**Your objective:** Restate every record exactly as it is written, while omitting the pictures it holds.

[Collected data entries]

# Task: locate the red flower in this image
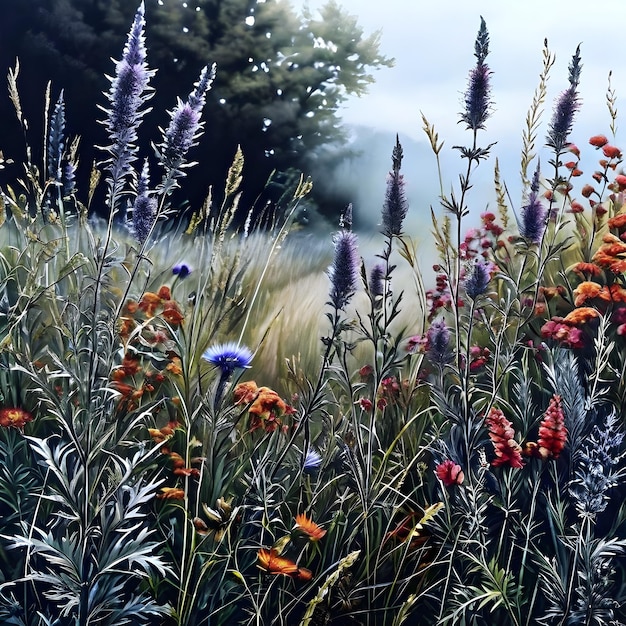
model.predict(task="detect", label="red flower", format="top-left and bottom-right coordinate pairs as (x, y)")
top-left (602, 145), bottom-right (622, 159)
top-left (581, 184), bottom-right (595, 198)
top-left (486, 407), bottom-right (524, 469)
top-left (435, 460), bottom-right (464, 486)
top-left (0, 407), bottom-right (33, 429)
top-left (538, 394), bottom-right (567, 459)
top-left (589, 134), bottom-right (609, 148)
top-left (257, 549), bottom-right (312, 581)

**Response box:**
# Task: locate the red flower in this image
model.predict(task="detect", label="red flower", format="top-left and bottom-right coordinate pairs as (x, y)")
top-left (602, 145), bottom-right (622, 159)
top-left (581, 184), bottom-right (595, 198)
top-left (486, 407), bottom-right (524, 469)
top-left (435, 460), bottom-right (464, 486)
top-left (0, 407), bottom-right (33, 429)
top-left (538, 394), bottom-right (567, 459)
top-left (589, 134), bottom-right (609, 148)
top-left (257, 549), bottom-right (312, 581)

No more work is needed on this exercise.